» Aim of the exercise
Write out every one of the rows below again, requests included, and add 149 to each number in the point coordinates given as answers, leaving the numbers in the requests and their format samples unchanged.
━━━
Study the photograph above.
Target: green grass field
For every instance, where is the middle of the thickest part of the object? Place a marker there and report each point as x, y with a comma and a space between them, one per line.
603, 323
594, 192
━━━
» Written reply
Study the photograph above.
Target: green grass field
For every instance, where is the middle of the thickest part of the object? Place a marker there and report each point as x, y with a comma and a space between them, one per line.
752, 472
743, 341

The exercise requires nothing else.